## Raw data
§ §
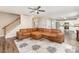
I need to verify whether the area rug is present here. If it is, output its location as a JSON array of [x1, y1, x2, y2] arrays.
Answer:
[[14, 38, 75, 53]]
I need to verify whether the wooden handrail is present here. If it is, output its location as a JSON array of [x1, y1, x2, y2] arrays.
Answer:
[[3, 16, 20, 29]]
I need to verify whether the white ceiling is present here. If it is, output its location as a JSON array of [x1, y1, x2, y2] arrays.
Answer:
[[0, 6, 79, 17]]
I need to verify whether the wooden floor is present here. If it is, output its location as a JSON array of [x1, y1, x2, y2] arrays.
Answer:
[[0, 37, 19, 53]]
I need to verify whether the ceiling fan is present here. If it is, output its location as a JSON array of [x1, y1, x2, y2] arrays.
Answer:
[[28, 6, 45, 14]]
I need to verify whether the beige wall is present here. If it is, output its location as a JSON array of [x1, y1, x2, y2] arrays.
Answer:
[[0, 12, 17, 36]]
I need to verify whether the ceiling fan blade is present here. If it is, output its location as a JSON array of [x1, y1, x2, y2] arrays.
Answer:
[[28, 7, 34, 10], [30, 11, 35, 13], [37, 12, 39, 14], [39, 10, 45, 12], [37, 6, 41, 9]]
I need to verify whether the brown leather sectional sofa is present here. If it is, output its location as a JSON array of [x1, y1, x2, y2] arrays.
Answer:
[[17, 28, 64, 43]]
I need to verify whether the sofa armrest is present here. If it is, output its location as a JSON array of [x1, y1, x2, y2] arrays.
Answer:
[[16, 31, 22, 39]]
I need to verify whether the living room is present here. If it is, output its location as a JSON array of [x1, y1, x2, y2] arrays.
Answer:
[[0, 6, 79, 53]]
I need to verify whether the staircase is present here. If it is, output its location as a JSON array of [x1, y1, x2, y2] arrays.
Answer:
[[3, 15, 21, 37]]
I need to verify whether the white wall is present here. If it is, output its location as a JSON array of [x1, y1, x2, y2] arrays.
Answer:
[[21, 15, 33, 28], [0, 12, 17, 36], [60, 18, 79, 33]]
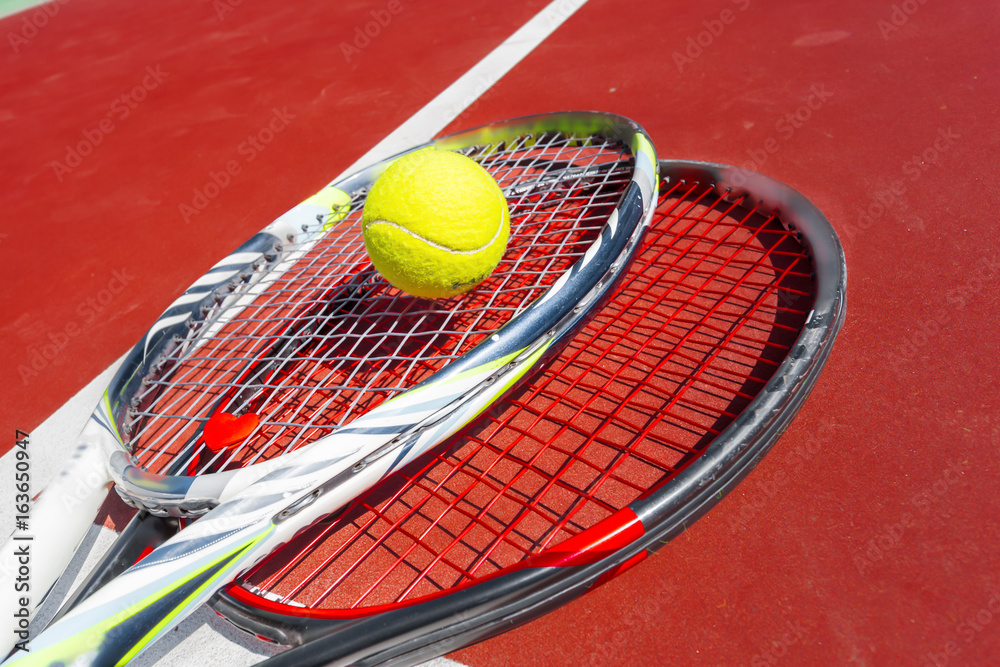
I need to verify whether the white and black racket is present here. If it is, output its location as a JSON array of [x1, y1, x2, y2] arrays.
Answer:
§ §
## Objective
Present the rows as a numbered list with blank lines omitted. Begin at the line that contains "I need to verify whether the wooden floor" and stop after the line that contains "[[28, 6, 45, 14]]", including both.

## Written response
1. I need to verify whether the wooden floor is present here. If it is, output its location as a JSON array of [x1, y1, x2, y2] arrays.
2. Answer:
3. [[0, 37, 19, 53]]
4. I need to verify whether the ceiling fan is present here. If it is, output its location as a JSON array of [x1, y1, x2, y2] arrays.
5. Answer:
6. [[28, 6, 45, 14]]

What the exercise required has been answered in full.